--- BEGIN Data shown ---

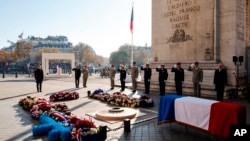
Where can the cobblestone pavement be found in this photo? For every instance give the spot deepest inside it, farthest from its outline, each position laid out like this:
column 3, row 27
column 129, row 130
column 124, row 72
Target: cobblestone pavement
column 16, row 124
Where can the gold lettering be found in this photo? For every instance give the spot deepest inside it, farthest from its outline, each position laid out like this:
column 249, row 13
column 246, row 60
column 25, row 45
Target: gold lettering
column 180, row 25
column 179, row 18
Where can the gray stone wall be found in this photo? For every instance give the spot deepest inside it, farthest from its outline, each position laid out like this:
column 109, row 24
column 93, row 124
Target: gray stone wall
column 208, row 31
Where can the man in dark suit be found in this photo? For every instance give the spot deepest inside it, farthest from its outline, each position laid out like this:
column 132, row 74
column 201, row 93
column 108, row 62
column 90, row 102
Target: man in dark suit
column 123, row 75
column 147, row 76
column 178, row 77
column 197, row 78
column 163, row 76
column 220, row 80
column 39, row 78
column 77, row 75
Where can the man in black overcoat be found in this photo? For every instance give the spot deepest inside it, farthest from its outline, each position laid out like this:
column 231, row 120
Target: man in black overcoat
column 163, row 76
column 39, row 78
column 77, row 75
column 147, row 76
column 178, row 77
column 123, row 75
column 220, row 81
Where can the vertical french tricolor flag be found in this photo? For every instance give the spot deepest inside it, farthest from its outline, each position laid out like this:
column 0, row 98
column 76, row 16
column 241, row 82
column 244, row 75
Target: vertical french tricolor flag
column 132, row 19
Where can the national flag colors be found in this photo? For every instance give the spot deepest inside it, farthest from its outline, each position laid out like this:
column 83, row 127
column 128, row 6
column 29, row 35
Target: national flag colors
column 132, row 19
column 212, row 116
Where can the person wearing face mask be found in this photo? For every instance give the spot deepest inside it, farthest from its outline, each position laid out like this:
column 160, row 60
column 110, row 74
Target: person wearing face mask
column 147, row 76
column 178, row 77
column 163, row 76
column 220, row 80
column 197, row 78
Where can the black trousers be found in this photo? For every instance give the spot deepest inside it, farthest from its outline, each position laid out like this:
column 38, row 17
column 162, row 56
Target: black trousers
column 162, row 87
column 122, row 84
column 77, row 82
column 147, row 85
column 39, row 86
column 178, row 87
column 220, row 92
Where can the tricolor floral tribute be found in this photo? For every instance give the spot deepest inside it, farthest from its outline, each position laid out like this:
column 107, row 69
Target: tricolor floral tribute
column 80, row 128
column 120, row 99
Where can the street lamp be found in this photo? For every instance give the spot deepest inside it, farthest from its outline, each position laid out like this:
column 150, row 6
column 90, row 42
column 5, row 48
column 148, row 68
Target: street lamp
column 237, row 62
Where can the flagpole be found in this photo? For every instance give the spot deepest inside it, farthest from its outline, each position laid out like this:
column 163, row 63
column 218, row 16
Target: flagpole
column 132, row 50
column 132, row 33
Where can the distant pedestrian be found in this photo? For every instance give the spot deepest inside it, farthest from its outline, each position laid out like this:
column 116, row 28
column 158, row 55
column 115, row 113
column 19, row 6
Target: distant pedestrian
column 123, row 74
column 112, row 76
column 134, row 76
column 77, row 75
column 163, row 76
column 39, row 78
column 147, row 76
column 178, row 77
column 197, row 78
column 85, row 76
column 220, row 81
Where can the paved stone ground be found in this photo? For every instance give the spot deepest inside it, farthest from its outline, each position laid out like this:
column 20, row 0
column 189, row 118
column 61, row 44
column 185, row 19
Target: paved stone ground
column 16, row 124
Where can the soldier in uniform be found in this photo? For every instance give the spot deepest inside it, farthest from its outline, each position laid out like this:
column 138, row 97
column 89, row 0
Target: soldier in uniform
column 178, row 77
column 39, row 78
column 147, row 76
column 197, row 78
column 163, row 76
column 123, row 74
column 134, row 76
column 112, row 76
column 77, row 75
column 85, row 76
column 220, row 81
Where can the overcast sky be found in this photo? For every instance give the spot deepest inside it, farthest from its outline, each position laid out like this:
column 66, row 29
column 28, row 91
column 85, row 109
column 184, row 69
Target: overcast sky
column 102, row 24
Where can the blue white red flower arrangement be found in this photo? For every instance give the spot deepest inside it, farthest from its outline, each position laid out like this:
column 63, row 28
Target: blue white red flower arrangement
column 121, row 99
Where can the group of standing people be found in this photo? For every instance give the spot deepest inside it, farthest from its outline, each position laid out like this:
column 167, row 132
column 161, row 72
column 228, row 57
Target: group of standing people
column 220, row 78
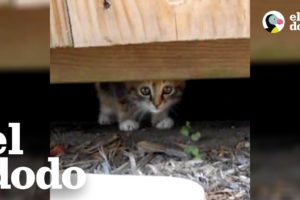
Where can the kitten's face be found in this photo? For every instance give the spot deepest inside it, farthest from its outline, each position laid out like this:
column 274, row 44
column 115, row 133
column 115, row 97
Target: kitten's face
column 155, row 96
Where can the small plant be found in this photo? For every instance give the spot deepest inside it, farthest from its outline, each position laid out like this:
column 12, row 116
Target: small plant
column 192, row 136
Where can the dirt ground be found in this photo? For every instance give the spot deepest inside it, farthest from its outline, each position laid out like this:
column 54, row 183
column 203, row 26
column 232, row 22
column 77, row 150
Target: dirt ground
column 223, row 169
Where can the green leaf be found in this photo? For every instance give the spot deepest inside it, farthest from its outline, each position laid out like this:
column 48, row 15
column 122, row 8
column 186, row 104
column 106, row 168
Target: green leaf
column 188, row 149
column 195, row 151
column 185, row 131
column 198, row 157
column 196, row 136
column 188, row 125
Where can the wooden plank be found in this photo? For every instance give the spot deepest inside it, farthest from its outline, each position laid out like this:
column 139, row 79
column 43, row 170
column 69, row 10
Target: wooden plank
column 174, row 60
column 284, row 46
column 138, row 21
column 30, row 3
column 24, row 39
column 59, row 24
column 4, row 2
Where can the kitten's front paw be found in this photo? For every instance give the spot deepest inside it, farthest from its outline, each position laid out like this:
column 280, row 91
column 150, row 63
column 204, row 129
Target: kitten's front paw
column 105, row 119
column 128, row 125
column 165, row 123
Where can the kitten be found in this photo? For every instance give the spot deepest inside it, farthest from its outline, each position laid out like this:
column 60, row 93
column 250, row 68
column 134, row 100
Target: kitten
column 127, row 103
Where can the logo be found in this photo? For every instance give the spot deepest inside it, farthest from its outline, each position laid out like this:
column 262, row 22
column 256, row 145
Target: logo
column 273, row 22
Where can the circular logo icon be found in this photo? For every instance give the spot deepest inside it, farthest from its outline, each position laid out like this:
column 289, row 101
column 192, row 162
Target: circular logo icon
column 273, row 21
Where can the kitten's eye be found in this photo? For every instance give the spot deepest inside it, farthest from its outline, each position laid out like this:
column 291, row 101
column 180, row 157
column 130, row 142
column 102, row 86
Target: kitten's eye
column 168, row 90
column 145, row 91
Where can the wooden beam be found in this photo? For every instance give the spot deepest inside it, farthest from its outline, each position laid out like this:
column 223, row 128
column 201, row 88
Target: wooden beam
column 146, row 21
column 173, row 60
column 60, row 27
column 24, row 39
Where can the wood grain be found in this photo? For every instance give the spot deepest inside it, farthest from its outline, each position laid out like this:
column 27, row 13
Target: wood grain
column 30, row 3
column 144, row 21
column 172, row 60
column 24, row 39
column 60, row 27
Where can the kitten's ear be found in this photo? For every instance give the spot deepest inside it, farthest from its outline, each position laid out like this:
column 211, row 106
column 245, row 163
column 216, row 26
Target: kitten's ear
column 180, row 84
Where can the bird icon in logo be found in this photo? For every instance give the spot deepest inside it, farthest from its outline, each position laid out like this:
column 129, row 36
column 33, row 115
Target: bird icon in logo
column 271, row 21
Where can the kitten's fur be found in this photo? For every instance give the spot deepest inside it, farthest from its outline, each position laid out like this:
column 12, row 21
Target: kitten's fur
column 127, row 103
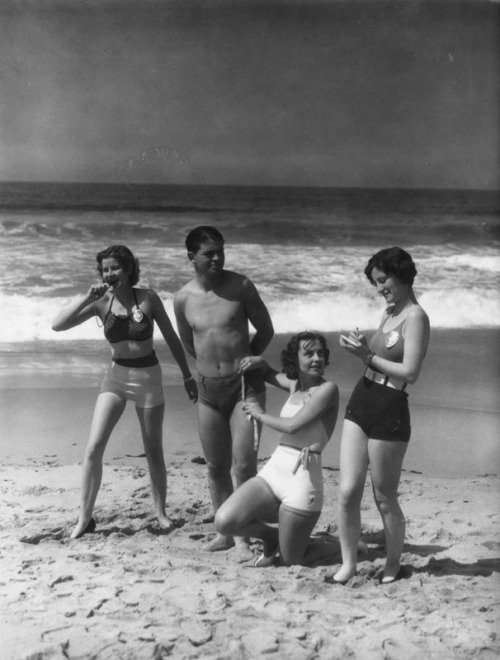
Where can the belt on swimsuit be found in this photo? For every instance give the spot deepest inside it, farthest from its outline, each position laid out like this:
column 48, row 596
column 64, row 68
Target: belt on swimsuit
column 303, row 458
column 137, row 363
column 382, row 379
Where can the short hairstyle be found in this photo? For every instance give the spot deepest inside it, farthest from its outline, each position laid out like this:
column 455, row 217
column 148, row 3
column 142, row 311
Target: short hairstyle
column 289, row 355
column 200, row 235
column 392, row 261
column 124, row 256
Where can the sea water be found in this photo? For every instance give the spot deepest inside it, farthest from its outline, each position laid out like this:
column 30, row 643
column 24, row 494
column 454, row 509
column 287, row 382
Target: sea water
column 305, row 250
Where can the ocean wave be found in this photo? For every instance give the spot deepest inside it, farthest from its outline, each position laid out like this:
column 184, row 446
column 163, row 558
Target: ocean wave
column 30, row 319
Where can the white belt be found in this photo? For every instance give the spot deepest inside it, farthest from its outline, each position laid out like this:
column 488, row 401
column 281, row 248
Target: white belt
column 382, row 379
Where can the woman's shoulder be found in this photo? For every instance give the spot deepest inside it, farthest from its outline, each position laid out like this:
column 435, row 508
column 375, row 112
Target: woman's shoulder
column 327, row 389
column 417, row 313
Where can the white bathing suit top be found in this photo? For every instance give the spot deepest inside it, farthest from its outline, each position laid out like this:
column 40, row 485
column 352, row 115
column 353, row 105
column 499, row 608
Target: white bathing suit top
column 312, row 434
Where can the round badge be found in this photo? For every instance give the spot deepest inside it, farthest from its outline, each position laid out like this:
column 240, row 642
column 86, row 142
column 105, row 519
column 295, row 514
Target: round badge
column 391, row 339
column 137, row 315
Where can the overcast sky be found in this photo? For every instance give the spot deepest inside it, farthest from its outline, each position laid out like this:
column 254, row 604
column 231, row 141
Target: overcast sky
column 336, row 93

--- END Data shown ---

• _What is required_
Reproduce the lines of the material verbatim, from the line containing "Where can the wood grain" through the line containing "column 271, row 21", inclusive.

• _Answer in full_
Where can the wood grain be found in this photo? For every instance give the spot deepest inside it, farthest from its outline, each position laid out like this:
column 27, row 13
Target: wood grain
column 30, row 3
column 144, row 21
column 172, row 60
column 24, row 39
column 60, row 27
Where can the kitten's ear be found in this photo? For every instance give the spot deepest inside it, farthest from its outline, each position laid out like this:
column 211, row 106
column 245, row 163
column 216, row 26
Target: kitten's ear
column 180, row 84
Where can the bird icon in logo be found in this photo? For every instance give the spot deepest inside it, farthest from its outline, each position laid out like this:
column 129, row 36
column 33, row 115
Target: bird icon in logo
column 271, row 21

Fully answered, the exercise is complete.